━━ Selected excerpt ━━
The album hit me hard when I started painting in 2013. I needed to express things that words couldn’t get to, so I took it up with the same ill-informed but enthusiastic approach with which I’d begun music journalism. I attempted a lot of ridiculously over-conceptual paintings that I lacked the skill to pull off. But, as with music journalism, I gradually learned to find confidence that my own ideas had a place. To slow down and let art speak to me the way music did. To ask the canvas questions the way I interviewed musicians.

“Clean Break.” Alcohol ink painting by Erin Lyndal Martin.

Of course, selecting a good art soundtrack was important. I wanted to have feelings without drowning in them. I wanted music that helped me trust in my process, not chase down some perfect crystallization of rage or sorrow. Once again, I found a friend in Transmitter Failure. Youngs uses a light touch to maneuver the songs from section to section, and I needed that in my art. If I have a night I need to turn off my ringer, clear my head, and hunker down with paint and ink, it’s Transmitter Failure I put on. Sometimes I try to paint what the songs look like to me – so far I’ve painted “Clean Break,” “Dissolve,” and “Here is a Heart” in watercolor and acrylic ink. I hope to paint the rest and then do them all again.
━━━
Actions to take:
1. In the passage about painting, in what year did the writer begin painting?
2. From the passage about painting, print the section starting at "The album hit" and ending at "I interviewed musicians.".
━━ Given records ━━
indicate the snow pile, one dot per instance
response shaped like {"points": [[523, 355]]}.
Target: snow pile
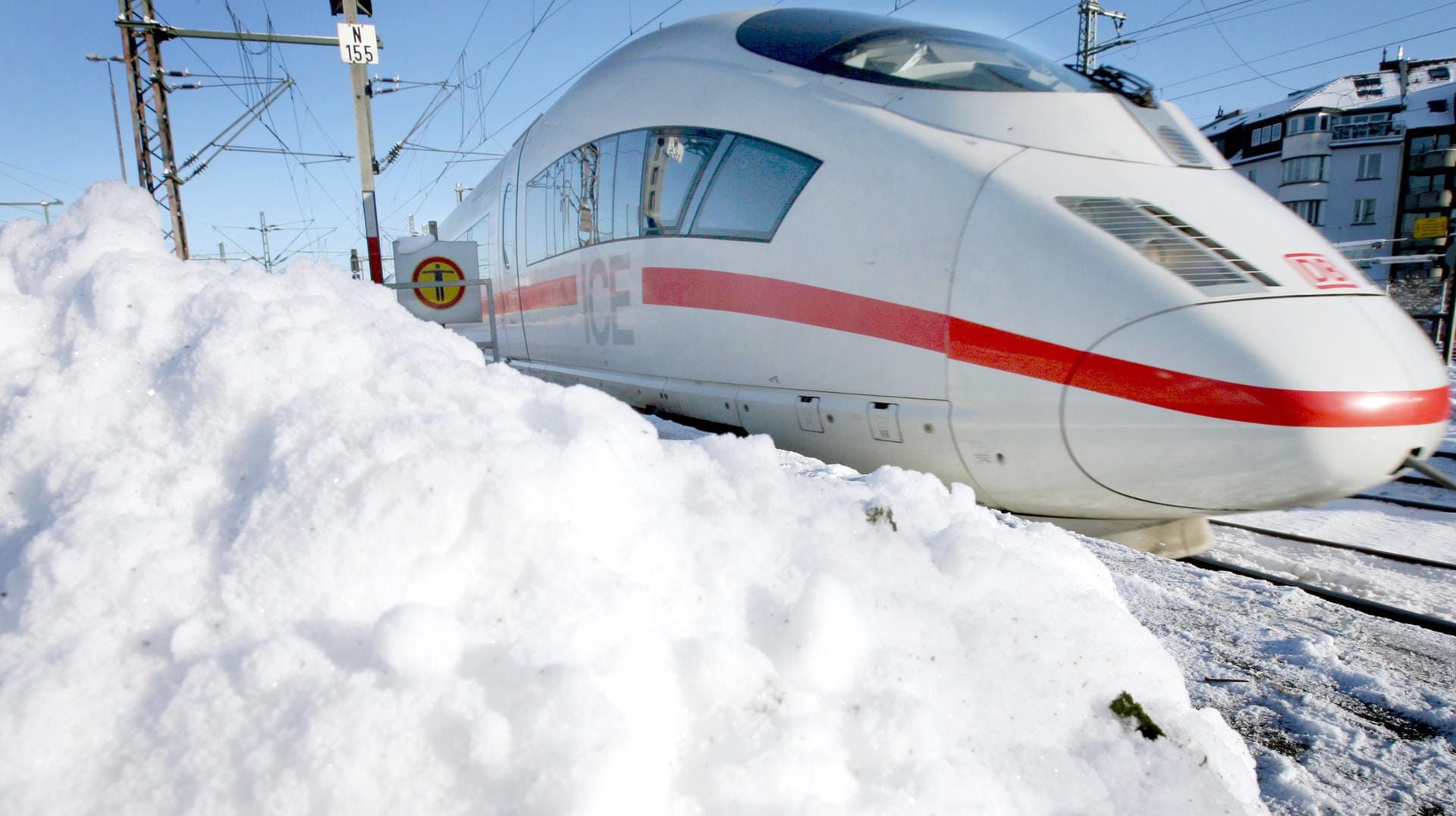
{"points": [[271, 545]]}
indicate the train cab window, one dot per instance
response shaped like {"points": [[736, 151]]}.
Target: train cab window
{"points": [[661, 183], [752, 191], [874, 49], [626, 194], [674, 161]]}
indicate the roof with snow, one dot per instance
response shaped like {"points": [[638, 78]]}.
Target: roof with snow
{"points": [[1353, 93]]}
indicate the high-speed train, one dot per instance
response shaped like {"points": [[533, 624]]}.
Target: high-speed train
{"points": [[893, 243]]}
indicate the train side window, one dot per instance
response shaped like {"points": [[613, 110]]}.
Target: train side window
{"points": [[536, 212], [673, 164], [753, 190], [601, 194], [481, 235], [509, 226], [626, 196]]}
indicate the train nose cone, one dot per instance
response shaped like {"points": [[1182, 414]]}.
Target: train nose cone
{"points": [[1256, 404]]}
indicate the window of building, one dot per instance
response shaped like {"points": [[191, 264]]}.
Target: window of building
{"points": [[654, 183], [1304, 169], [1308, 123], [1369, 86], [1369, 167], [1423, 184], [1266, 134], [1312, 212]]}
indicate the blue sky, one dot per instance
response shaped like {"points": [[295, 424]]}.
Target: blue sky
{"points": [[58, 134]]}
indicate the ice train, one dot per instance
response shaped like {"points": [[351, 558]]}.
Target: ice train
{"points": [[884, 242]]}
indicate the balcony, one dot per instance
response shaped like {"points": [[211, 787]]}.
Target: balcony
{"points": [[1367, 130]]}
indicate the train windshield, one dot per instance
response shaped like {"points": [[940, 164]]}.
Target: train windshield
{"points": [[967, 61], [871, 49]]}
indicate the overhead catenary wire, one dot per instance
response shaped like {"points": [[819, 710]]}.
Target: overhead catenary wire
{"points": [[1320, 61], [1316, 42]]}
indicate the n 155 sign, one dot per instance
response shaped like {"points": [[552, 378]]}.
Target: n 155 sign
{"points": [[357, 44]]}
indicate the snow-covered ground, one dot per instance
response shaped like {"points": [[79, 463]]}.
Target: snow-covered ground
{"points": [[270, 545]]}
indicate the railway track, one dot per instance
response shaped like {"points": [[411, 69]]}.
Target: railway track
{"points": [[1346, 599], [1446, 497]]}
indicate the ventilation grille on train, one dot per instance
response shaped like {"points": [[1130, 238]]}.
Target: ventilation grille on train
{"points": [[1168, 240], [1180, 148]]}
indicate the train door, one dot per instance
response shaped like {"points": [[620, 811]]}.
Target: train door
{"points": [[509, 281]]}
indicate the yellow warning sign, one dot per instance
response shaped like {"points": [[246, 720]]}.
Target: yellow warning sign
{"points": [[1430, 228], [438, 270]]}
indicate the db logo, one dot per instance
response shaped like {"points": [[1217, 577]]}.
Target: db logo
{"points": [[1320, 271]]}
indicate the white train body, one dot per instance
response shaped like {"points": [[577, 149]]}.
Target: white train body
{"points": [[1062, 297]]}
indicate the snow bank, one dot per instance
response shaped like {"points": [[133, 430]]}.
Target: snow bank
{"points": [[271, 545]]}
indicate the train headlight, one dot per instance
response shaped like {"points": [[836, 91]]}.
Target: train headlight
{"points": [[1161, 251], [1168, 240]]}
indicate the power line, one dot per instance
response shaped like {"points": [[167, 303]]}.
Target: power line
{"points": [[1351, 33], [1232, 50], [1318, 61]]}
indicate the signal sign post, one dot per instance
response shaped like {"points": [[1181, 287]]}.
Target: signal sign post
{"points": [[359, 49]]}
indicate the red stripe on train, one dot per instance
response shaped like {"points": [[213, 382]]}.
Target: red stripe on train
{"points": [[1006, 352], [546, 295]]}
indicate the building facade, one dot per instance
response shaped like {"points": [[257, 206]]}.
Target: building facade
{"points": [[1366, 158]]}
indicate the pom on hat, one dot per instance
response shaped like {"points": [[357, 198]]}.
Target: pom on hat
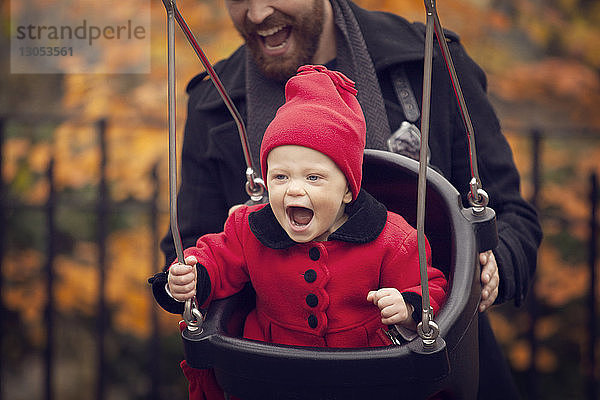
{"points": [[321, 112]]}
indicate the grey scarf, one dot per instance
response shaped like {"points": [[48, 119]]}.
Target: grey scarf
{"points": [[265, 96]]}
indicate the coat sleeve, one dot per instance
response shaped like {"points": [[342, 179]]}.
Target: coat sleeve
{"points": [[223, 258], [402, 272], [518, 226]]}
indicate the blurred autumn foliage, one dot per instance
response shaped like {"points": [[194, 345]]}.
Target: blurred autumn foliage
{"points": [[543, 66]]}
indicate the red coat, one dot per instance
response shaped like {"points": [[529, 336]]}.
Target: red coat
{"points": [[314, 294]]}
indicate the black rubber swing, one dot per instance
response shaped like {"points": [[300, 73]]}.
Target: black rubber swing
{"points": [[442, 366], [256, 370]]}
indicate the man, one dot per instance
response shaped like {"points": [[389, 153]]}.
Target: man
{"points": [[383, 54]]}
━━━
━━ Given records ━━
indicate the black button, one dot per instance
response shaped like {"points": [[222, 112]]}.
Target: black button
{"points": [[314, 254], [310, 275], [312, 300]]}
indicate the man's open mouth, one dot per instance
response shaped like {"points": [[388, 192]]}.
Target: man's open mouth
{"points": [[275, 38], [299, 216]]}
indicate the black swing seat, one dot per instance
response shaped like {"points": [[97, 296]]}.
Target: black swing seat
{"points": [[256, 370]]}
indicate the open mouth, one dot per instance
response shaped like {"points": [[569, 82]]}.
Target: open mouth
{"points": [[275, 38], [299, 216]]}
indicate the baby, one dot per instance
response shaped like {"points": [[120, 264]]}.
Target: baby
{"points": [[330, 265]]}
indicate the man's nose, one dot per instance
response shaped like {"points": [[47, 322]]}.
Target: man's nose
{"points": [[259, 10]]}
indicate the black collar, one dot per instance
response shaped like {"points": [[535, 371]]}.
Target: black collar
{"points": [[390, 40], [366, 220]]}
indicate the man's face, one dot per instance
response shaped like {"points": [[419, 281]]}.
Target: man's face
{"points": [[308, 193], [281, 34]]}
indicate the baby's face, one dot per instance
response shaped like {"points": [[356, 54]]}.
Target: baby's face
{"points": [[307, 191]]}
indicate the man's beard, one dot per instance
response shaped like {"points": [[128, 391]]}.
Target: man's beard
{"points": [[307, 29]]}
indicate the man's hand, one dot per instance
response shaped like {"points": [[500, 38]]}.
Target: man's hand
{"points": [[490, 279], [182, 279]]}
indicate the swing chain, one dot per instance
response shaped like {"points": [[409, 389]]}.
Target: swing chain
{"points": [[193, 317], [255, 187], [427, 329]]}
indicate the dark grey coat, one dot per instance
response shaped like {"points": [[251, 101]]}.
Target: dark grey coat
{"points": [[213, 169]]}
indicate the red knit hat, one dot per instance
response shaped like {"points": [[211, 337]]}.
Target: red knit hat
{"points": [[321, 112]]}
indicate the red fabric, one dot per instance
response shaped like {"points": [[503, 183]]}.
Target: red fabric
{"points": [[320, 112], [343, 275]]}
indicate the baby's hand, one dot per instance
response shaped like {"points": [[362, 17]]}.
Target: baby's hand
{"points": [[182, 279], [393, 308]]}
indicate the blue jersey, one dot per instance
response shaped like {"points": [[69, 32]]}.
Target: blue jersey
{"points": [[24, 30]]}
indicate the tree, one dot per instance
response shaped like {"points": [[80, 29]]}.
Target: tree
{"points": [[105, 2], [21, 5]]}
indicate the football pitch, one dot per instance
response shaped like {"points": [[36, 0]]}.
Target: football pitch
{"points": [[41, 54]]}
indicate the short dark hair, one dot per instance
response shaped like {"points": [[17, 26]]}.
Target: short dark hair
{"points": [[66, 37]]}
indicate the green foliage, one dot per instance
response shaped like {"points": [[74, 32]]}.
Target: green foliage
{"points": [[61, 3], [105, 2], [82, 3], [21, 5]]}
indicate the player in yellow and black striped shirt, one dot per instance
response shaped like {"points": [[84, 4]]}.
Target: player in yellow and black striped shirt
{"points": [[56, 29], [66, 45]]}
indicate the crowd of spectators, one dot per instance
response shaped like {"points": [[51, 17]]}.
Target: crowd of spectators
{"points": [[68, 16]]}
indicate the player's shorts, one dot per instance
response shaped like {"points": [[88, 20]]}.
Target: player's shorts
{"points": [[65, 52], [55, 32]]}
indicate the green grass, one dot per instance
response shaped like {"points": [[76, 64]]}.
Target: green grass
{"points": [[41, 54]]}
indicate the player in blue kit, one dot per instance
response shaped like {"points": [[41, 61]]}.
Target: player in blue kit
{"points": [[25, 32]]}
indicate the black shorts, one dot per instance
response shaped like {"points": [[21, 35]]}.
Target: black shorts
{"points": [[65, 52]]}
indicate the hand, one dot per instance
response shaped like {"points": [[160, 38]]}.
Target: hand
━━━
Expected results:
1. 2013

2.
The album hit me hard when I started painting in 2013. I needed to express things that words couldn’t get to, so I took it up with the same ill-informed but enthusiastic approach with which I’d begun music journalism. I attempted a lot of ridiculously over-conceptual paintings that I lacked the skill to pull off. But, as with music journalism, I gradually learned to find confidence that my own ideas had a place. To slow down and let art speak to me the way music did. To ask the canvas questions the way I interviewed musicians.